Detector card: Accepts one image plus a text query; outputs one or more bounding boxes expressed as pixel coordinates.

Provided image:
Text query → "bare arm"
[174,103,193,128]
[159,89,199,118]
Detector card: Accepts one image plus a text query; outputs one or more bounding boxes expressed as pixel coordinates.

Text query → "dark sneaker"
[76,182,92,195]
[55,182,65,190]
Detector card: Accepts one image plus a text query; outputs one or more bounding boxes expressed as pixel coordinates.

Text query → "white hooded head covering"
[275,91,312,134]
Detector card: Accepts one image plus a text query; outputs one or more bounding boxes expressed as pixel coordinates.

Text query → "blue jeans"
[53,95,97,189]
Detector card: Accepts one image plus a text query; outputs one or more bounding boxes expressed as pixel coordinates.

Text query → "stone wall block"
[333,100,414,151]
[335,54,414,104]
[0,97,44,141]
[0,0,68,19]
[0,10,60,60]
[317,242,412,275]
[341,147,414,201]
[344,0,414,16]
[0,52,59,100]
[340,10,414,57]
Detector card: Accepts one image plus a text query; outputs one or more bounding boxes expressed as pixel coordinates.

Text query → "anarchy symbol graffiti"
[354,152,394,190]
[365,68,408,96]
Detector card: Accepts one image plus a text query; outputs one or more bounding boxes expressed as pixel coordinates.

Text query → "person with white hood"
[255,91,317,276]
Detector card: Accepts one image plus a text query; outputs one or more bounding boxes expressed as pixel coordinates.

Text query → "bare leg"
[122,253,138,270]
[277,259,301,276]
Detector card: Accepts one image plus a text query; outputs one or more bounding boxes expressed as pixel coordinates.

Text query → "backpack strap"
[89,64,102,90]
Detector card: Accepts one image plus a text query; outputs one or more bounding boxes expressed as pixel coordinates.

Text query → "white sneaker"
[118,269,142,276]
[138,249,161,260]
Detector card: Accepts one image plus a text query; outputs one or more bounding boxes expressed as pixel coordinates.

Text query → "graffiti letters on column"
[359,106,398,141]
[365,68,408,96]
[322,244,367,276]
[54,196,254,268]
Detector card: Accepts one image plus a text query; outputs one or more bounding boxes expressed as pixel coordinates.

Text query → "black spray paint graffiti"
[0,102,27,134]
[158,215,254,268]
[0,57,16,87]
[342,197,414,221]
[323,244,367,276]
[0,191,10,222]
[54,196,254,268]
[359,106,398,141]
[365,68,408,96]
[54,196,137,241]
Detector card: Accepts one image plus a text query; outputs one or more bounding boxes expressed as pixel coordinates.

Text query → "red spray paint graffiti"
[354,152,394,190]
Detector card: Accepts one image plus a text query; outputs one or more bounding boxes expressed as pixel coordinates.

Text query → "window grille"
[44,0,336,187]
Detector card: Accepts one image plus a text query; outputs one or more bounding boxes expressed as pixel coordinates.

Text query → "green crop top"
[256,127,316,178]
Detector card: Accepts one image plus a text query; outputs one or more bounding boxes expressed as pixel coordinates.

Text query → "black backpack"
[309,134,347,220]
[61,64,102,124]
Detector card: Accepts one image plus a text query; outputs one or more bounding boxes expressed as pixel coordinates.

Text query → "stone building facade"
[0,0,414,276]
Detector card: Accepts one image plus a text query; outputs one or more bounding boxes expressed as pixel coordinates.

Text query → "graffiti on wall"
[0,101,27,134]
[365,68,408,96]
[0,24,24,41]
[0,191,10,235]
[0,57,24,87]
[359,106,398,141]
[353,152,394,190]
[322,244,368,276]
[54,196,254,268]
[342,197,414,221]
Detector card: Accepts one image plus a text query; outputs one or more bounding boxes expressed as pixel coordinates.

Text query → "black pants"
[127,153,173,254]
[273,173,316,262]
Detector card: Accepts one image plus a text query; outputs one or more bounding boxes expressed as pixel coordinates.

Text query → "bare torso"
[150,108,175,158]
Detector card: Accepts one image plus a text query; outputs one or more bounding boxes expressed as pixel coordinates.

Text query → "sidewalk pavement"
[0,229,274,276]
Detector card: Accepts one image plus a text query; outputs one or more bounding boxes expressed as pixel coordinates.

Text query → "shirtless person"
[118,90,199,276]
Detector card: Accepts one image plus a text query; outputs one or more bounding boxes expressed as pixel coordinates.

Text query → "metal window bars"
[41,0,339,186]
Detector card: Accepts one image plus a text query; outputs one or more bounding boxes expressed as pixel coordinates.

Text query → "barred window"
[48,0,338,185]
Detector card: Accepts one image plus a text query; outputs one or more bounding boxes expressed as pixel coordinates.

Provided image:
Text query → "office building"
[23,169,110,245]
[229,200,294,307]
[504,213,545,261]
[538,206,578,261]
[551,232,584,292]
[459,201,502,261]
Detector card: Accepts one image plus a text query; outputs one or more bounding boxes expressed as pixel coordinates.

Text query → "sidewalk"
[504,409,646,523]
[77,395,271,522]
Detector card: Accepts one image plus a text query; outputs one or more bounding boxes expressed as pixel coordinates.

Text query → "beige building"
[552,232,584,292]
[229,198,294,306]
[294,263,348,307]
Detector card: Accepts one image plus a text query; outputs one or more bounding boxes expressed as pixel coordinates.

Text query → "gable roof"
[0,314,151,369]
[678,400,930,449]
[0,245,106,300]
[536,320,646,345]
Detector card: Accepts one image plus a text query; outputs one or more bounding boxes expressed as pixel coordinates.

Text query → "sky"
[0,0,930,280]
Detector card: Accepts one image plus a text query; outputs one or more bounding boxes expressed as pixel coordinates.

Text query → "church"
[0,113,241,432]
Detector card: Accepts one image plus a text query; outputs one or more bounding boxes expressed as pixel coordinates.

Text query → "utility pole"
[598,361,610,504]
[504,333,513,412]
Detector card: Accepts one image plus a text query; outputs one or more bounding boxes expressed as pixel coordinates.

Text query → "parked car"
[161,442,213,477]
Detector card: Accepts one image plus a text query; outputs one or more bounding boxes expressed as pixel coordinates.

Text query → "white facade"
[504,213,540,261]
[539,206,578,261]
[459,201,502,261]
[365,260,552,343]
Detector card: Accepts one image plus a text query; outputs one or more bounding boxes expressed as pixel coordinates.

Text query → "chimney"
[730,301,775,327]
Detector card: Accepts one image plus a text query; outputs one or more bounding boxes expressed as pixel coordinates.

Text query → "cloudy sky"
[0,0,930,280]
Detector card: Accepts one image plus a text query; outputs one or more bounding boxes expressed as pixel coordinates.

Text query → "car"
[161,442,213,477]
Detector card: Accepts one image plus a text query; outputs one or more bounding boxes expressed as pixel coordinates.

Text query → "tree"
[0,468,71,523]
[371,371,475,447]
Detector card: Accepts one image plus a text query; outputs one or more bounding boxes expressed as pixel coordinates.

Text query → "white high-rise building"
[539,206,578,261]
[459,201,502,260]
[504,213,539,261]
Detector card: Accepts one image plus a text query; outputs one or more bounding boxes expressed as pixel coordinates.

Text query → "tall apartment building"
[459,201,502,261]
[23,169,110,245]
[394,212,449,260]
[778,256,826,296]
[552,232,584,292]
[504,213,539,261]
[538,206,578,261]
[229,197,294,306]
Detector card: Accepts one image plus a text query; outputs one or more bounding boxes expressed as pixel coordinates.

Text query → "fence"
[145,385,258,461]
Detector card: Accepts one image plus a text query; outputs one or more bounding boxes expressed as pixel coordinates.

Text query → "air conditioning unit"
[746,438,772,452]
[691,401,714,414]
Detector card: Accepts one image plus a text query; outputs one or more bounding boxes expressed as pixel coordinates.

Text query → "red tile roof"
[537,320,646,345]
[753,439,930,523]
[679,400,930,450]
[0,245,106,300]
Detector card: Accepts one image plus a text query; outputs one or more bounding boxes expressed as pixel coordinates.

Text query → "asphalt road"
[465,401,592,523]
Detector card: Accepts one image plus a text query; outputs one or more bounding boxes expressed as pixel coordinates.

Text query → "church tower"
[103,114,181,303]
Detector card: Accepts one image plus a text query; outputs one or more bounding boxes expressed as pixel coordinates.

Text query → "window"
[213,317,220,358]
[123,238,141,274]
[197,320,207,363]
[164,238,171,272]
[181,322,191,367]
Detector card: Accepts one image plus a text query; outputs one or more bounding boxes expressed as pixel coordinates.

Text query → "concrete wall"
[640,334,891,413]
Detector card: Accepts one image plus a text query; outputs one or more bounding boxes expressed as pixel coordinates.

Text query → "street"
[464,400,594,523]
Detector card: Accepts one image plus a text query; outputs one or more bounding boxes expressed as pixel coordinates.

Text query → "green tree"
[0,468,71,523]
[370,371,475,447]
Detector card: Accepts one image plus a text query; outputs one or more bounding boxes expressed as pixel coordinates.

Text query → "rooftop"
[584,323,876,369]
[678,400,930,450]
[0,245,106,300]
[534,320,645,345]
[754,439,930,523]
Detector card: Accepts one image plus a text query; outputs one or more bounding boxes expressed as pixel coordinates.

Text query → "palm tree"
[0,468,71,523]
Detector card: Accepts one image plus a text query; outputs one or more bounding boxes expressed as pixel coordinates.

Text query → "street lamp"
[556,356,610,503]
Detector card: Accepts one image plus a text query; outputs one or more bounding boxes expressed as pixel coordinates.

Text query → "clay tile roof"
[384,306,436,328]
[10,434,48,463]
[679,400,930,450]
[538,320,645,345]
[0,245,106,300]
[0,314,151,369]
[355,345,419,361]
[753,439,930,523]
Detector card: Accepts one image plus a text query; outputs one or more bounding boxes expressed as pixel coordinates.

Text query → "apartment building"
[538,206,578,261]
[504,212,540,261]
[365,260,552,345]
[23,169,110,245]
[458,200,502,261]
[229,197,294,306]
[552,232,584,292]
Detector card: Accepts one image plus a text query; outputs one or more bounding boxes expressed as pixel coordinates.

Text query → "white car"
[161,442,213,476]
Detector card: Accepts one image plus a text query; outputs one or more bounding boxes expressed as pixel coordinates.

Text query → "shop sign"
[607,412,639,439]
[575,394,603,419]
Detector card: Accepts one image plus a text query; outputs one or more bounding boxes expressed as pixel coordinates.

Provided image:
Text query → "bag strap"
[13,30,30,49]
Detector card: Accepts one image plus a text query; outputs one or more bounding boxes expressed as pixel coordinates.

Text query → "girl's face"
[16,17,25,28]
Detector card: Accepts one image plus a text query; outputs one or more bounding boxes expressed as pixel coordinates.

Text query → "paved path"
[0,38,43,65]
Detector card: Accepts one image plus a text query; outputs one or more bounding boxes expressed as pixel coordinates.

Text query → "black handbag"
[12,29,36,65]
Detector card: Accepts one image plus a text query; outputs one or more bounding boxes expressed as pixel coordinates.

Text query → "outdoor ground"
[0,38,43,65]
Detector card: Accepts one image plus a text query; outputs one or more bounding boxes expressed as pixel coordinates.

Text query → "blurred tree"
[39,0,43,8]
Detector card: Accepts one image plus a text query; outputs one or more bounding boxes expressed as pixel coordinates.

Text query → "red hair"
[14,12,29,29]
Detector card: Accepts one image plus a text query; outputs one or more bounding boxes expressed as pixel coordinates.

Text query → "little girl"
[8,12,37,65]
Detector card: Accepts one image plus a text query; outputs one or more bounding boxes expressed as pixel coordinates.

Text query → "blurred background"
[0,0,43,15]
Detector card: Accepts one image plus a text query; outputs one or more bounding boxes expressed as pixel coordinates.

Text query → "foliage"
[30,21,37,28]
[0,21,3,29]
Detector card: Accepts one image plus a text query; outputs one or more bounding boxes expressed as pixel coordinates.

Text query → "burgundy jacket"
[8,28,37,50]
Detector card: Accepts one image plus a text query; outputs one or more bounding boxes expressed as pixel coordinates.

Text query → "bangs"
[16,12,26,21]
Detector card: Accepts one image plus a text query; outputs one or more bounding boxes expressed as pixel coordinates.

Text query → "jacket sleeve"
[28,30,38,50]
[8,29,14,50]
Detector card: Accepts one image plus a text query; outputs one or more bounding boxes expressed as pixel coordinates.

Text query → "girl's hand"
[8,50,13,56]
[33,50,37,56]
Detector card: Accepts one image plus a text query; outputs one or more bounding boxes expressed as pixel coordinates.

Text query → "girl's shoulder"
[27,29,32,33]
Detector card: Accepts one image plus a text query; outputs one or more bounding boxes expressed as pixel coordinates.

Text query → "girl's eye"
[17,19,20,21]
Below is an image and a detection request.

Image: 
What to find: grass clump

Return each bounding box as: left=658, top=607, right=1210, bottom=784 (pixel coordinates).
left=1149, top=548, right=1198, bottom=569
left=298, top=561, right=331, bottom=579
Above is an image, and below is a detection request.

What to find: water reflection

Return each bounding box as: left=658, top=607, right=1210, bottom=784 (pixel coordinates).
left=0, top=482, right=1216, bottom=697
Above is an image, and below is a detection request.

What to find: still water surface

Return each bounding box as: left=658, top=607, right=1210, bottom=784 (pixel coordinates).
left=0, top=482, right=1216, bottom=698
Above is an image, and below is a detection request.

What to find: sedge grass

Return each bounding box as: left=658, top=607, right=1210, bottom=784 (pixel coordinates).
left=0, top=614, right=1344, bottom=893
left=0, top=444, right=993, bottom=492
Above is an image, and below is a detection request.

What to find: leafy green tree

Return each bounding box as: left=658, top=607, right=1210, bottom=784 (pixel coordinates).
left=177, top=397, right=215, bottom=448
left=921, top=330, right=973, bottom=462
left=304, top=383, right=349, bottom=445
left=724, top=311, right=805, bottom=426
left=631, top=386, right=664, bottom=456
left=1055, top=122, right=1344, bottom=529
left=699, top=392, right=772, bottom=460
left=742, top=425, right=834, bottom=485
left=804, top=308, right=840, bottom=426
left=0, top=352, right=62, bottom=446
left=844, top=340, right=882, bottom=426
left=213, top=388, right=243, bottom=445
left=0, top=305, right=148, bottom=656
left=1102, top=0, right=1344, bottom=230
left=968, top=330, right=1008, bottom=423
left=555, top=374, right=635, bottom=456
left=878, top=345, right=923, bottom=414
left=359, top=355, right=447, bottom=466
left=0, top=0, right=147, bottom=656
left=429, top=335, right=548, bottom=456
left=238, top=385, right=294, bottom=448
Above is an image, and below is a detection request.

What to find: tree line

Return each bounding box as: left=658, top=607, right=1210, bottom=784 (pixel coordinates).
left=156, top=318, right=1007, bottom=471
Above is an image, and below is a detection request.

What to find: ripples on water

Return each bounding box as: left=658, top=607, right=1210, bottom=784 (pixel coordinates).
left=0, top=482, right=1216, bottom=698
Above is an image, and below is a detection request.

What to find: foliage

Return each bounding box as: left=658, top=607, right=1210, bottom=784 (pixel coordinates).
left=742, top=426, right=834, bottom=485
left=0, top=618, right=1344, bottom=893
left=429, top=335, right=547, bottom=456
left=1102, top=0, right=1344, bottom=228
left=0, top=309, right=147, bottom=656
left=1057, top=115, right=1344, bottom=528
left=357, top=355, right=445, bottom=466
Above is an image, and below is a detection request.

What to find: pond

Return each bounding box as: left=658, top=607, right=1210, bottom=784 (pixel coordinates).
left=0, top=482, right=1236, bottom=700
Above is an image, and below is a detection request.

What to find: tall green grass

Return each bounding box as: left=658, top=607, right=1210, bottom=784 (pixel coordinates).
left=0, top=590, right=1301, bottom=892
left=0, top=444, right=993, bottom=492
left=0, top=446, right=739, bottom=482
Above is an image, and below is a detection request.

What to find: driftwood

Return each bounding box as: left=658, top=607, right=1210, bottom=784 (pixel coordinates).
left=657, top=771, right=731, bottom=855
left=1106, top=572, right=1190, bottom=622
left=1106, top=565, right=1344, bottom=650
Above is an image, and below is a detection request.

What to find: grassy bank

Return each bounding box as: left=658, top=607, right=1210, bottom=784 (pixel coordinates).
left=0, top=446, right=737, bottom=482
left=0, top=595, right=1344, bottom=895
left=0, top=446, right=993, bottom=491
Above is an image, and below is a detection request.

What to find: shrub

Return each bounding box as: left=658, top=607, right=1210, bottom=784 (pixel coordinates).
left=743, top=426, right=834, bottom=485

▸ SHORT TASK
Write out again, unchanged, the lines from the start of the entries through the line that contains "[55,182,65,190]", with both ends included.

▸ TASK SOLUTION
Detector card: Accepts one image plus a text query; outputs one or more bounding boxes expressed as pixel coordinates.

Provided image:
Text query → "bare arm"
[174,103,193,128]
[159,89,199,118]
Detector card: Accepts one image plus a text query; outputs one or more bounding boxes expressed as pixel coordinates.

Text query → "dark sneaker"
[76,182,92,195]
[55,182,65,190]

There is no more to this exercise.